### TO DO
Quote word for word the part of the passage on deliverable stocks that begins with the words containing "Deliverable stocks were" and ends with "highest on record.".

### PASSAGE GIVEN
## start

Deliverable stocks were released yesterday with HRS stocks declining by 1.447mbu to 24.057mbu which compares with 27.749mbu a year ago.  Duluth supplies are up 3.2mbu vs. a year ago, but Minneapolis supplies are down roughly 7.0mbu from this time a year ago.  In KC, deliverable stocks fell a combined 1.522mbu to 119.794mbu which compares with 110.545mbu a year ago.  While down from the marketing year peak in August/September, HRW stocks in deliverable position are at record highs for this time of the year.  Chicago deliverable supplies fell 332,000 bushels to 88.582mbu which compares with 91.390mbu a year ago.  Deliverable supplies in Chicago for this time of year are below last year, but the second highest on record.

## end

### GIVEN RECORDS
## start

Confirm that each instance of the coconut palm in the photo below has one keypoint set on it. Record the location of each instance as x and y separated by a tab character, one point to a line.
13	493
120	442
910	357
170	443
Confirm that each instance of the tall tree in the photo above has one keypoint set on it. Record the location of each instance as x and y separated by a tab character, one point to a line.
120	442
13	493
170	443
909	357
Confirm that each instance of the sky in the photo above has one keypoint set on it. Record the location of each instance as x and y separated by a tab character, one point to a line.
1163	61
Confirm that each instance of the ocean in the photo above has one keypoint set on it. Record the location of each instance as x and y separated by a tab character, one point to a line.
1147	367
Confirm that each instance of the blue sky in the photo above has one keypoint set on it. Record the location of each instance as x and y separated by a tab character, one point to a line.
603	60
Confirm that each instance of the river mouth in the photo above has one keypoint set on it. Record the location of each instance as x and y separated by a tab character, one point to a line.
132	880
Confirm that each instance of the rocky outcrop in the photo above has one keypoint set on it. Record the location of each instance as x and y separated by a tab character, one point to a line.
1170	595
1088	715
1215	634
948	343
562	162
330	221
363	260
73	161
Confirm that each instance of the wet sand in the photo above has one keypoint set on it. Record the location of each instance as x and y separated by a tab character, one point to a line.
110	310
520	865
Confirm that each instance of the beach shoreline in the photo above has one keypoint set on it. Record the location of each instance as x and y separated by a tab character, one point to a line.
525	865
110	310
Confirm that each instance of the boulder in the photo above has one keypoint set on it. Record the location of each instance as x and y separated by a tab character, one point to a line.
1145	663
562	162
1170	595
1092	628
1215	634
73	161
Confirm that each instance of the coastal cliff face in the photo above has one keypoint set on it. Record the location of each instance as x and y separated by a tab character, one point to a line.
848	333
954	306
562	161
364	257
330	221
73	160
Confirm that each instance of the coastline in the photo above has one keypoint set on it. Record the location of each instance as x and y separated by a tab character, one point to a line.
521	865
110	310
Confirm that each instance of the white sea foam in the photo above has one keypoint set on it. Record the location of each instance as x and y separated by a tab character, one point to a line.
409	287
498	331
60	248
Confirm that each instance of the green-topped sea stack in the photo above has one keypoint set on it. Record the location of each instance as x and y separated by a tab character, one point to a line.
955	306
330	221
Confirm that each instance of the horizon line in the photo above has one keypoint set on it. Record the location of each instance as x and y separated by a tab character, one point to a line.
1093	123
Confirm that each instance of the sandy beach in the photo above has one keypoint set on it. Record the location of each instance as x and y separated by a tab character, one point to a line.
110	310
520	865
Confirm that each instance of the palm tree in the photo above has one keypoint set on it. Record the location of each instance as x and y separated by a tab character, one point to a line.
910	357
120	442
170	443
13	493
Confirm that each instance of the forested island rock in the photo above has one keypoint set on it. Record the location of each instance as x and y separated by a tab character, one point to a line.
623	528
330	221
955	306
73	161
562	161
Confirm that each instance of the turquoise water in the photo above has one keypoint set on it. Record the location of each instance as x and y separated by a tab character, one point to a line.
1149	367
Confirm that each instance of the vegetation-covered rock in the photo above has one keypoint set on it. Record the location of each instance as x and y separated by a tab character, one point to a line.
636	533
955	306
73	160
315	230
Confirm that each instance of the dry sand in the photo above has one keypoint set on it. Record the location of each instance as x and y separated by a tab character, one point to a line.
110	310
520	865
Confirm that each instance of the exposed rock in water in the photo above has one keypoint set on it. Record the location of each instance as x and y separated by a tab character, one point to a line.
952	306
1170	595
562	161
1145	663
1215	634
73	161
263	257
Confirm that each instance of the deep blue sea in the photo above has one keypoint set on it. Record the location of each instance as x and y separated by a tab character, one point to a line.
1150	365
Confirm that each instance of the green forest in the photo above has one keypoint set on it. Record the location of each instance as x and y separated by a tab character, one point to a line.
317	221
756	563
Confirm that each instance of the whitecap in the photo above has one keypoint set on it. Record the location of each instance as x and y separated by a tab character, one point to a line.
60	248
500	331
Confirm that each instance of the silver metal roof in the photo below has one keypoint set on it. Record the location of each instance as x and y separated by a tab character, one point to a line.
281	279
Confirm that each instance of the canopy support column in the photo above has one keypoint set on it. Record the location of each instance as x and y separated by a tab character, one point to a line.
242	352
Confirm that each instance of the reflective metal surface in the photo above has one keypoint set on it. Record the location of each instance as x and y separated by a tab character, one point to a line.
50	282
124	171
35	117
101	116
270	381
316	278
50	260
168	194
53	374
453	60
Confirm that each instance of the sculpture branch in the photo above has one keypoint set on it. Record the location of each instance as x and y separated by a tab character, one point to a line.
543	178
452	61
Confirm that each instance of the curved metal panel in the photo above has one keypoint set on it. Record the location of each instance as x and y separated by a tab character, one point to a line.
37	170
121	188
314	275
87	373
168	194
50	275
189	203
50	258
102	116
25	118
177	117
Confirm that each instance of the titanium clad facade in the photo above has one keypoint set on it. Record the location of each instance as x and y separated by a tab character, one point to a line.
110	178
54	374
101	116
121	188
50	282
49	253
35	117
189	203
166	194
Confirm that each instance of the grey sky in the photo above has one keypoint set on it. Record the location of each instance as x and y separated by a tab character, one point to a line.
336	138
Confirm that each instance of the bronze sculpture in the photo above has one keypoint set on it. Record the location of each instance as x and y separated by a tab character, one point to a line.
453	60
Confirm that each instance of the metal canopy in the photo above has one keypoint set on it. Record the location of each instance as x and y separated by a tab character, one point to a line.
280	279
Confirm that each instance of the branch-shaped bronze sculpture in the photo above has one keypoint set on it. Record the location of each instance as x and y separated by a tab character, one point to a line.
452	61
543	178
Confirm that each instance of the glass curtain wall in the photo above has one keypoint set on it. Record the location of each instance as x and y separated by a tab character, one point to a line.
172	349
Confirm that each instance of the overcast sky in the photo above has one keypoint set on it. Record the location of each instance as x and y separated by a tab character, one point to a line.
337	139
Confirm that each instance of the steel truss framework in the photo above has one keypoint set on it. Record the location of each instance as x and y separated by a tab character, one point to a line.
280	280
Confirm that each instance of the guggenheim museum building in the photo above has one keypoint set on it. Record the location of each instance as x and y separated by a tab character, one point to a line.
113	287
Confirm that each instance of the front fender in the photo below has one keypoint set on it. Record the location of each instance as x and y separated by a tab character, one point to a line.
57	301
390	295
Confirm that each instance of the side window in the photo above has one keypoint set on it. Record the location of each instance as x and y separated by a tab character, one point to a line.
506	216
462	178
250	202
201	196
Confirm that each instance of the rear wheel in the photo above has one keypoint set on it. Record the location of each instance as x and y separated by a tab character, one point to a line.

## end

### REPLY
Deliverable stocks were released yesterday with HRS stocks declining by 1.447mbu to 24.057mbu which compares with 27.749mbu a year ago.  Duluth supplies are up 3.2mbu vs. a year ago, but Minneapolis supplies are down roughly 7.0mbu from this time a year ago.  In KC, deliverable stocks fell a combined 1.522mbu to 119.794mbu which compares with 110.545mbu a year ago.  While down from the marketing year peak in August/September, HRW stocks in deliverable position are at record highs for this time of the year.  Chicago deliverable supplies fell 332,000 bushels to 88.582mbu which compares with 91.390mbu a year ago.  Deliverable supplies in Chicago for this time of year are below last year, but the second highest on record.